Extend the game-by-game account of the Sooners' season past its last sentence, keeping the same style and level of detail.

• _Source passage_:
---+---
The season-opener was against Army, the defending national champions and a 38-point favorite. The game was played at West Point, NY. 25,000 attended including the President of the United States, Harry Truman. The Sooners scored in the second quarter on a blocked punt, but Army equalized shortly before halftime. In the third quarter, Army blocked an Oklahoma punt on the Sooners' 15-yard line and scored four plays later. Shortly after, the Sooners recovered a fumble on the Army 18-yard line. On fourth down at the Cadets' nine-yard line, Dave Wallace, about to be sacked, threw a lateral, but the ball was deflected, and Arnold Tucker returned it 85 yards for Army's final touchdown. The Cadets won, 21–7, and went on to finish the season ranked number-two, with no losses and one tie in a legendary game against first-ranked Notre Dame.

===Texas A&M===

In the first quarter against Texas A&M, the Sooners drove 84-yards to the Aggies' one-yard line, including a 42-yard pass from Wallace to end Warren Giese, but the A&M defense held. In the second quarter, Oklahoma again drove into A&M territory, but a pass was intercepted in the end zone. The Aggies then attempted to punt, but Norman McNabb blocked the kick and it was recovered on the A&M six-yard line. On fourth down, Jack Mitchell rushed for a score, and Wallace made the extra point. In the third quarter, Marion Flanagan returned a punt 72 yards to equalize the score. The Sooners blocked an Aggie field goal attempted in the fourth quarter, and then mounted a drive to the A&M seven-yard line. After being stalled by the Aggie defense and incurring a delay of game penalty, Wallace made good a short field goal attempt for the go-ahead score, 10–7.

===Texas (Red River Shootout)===

First-ranked Texas entered the game with a 3–0 record, and had decisively beaten Missouri, 42–0; Colorado, 76–0; and Oklahoma A&M, 54–6. The Longhorns jumped out to a lead, 14–0. In the second quarter, Wallace intercepted a pass from Tom Landry on the Oklahoma 44-yard line, and he then mounted a drive that ended with an 11-yard touchdown pass. The extra point attempt failed. Shortly thereafter, Wallace made another interception on the Longhorns' 39-yard line, but Darrell Royal soon threw an interception of his own in the Texas end zone. In the fourth quarter, Joe Golding intercepted a pass and returned it 99 yards for a touchdown that tied the school record set the previous year. Texas then engineered a 75-yard drive for the final touchdown and won, 20–13.

===Kansas State===

Kansas State then traveled to Norman, which marked the start to Oklahoma's conference schedule. Golding scored first with a 43-yard breakaway. In the second quarter, Kansas State equalized. Oklahoma pulled away with a third-quarter and two fourth-quarter touchdowns, with the final tally coming after a Royal interception. Immediately following that turnover, Golding rushed for an 81-yard touchdown.

===Iowa State===

Oklahoma routed Iowa State at their own homecoming, 63–0, which is the school's worst defeat in history. The Sooners recorded 398 rushing yards, 130 passing yards, and 204 return yards. Iowa State managed just four first downs, 91 rushing yards, and 43 passing yards.
---+---
• _Given entries_:
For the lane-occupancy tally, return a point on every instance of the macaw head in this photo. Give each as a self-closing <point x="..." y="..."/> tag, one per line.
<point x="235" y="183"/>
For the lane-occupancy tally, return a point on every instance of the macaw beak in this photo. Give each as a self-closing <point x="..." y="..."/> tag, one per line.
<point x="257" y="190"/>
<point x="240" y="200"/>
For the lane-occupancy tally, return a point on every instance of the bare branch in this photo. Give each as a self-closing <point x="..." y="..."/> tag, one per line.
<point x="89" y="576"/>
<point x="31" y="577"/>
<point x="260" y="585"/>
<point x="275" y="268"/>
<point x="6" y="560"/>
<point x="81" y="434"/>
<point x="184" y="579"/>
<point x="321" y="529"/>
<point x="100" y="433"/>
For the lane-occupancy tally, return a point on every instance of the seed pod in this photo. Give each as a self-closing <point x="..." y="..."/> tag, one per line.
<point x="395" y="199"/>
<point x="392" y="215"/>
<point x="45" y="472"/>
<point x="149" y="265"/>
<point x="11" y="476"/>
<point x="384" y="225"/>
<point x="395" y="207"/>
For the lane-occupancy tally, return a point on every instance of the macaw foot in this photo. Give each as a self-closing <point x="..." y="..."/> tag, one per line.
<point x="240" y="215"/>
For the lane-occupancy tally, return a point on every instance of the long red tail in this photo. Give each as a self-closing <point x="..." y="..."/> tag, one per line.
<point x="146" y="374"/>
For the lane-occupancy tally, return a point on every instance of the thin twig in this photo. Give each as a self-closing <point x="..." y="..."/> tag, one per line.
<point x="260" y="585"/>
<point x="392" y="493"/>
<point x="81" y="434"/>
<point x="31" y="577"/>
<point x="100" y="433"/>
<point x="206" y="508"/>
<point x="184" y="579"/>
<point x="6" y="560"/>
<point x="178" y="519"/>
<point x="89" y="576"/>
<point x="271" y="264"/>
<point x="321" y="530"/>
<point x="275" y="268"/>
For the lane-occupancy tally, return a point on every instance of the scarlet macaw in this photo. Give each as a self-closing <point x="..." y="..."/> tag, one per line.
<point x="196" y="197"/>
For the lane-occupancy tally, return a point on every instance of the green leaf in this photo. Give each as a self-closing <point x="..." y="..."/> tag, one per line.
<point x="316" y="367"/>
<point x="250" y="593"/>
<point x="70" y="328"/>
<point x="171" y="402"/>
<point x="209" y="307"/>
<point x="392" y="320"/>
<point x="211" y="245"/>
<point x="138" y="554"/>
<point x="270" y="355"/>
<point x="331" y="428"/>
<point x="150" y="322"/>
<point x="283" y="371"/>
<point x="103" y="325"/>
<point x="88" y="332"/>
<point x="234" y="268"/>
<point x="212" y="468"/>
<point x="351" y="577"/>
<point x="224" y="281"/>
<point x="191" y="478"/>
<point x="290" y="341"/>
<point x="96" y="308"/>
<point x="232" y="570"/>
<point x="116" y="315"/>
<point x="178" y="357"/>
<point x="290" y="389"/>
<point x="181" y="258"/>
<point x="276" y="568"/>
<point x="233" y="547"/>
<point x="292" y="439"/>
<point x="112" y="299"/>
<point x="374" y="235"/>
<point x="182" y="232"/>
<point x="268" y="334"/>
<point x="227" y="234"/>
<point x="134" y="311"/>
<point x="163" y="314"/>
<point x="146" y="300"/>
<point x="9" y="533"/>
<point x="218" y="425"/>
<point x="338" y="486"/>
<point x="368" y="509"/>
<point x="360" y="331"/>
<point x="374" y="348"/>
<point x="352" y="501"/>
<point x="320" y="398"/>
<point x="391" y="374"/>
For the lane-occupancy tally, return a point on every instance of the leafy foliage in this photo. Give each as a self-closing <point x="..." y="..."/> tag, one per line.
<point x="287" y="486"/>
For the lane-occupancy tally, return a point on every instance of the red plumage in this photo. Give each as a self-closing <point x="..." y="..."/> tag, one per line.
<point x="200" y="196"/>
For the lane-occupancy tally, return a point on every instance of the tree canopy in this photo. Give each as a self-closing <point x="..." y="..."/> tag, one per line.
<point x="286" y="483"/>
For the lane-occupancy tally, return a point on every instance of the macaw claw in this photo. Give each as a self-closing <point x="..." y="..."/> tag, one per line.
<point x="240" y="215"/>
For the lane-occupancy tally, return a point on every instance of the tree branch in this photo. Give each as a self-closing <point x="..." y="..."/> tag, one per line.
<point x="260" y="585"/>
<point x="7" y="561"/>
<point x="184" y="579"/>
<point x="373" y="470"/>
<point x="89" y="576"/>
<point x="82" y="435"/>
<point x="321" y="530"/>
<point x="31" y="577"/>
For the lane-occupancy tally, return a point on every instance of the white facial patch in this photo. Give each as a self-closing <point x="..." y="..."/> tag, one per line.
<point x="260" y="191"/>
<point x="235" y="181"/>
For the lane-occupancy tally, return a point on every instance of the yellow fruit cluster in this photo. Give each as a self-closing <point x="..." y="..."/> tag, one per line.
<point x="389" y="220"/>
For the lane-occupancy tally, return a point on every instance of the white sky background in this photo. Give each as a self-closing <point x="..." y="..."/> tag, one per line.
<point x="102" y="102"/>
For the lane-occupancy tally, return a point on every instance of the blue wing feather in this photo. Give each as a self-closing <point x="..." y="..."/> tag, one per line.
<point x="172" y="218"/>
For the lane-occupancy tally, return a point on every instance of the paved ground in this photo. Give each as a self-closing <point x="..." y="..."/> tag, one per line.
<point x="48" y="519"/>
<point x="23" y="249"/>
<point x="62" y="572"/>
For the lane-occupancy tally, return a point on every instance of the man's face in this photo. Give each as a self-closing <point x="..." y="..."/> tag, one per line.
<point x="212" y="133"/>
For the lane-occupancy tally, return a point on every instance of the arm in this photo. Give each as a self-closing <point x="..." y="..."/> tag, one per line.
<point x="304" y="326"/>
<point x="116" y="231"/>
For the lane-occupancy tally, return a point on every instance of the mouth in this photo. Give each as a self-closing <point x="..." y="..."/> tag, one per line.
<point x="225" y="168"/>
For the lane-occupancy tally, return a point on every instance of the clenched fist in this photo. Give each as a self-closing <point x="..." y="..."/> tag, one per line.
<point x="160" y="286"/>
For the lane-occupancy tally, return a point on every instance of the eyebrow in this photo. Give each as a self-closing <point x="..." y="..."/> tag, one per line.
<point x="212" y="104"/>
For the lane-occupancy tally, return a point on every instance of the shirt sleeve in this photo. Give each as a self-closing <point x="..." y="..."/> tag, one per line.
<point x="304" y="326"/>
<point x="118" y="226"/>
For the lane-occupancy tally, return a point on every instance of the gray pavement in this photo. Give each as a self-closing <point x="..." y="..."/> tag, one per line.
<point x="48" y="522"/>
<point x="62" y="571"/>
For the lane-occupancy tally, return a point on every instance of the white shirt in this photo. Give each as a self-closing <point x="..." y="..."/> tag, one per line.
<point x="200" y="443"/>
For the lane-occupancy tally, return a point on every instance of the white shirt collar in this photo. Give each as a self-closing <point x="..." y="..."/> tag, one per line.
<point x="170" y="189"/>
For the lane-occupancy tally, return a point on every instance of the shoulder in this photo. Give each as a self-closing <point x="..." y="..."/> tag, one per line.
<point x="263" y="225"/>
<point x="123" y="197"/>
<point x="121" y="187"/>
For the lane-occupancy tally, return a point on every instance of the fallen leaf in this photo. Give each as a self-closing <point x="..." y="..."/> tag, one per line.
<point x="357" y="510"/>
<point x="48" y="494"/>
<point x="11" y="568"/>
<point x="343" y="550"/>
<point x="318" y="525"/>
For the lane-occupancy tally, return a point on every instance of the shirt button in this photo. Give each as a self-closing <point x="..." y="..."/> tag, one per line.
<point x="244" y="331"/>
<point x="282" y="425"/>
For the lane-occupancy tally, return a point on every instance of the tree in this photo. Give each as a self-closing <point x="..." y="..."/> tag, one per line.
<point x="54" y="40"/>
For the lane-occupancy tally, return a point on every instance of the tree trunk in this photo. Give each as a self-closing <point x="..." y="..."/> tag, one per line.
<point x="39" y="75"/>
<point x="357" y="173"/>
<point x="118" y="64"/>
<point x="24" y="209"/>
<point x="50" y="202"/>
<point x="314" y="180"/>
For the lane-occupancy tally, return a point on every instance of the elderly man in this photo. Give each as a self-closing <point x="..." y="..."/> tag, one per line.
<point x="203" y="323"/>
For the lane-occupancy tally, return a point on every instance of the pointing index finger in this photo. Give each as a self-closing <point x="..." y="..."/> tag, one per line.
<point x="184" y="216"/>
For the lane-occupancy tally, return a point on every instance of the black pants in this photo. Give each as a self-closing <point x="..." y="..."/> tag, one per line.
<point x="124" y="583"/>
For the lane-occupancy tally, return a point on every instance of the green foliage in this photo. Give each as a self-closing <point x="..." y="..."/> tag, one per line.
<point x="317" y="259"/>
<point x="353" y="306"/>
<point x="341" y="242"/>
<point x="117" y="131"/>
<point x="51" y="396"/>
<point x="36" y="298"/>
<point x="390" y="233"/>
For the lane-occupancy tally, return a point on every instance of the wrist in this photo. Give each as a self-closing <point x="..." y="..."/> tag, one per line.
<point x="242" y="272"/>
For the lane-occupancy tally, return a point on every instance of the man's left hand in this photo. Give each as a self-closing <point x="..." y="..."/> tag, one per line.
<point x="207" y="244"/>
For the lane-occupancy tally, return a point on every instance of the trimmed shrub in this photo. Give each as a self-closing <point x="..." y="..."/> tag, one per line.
---+---
• _Final answer_:
===TCU===

Oklahoma was projected as a two-touchdown favorite against TCU. In a driving rainstorm, Oklahoma advanced to the TCU nine-yard line. Royal attempted a lateral, but Weldon Edwards knocked it down and Harold Kilman picked it up, ran 15 yards, then lateraled to Edwards. He carried it 70 yards to take the lead for the Horned Frogs, 6–0. The Sooners drove to the Frogs' 12-yard line, but fumbled away the water-logged ball. TCU failed to advance and kicked a short punt to their 28-yard line. The Sooners rushed on five plays for the score, and with the extra-point, took the lead, 7–6. At the start of the second half, Mitchell returned the kickoff 80 yards to the TCU 11-yard line. The teams traded fumbles, before the Frogs recovered a second Sooners' turnover. TCU was forced to punted and Mitchell returned it from the Frogs' 40-yard line. Lindy Berry tackled Mitchell at the goal line, but he crossed into the end zone. Wallace kicked the extra point. TCU blocked a fourth quarter punt from the Oklahoma 25-yard line, and Doug Brightwell ran it in for the game's final score. Oklahoma held against two more scoring threat by TCU and won, 14–12.

===Kansas===

Oklahoma traveled to Lawrence, Kansas to face the Jayhawks in another driving rainstorm. In the second quarter, Kansas took the lead before Golding rushed 65 yards to even the score, 6–6. Soon after, Kansas converted an Oklahoma fumble to take the lead again. In the third quarter, Golding rushed 14 yards for another touchdown and Wallace tied the game with the extra point. In the final 1:15, the Jayhawks' kicker made good his career first field goal attempt, and Kansas won, 16–13.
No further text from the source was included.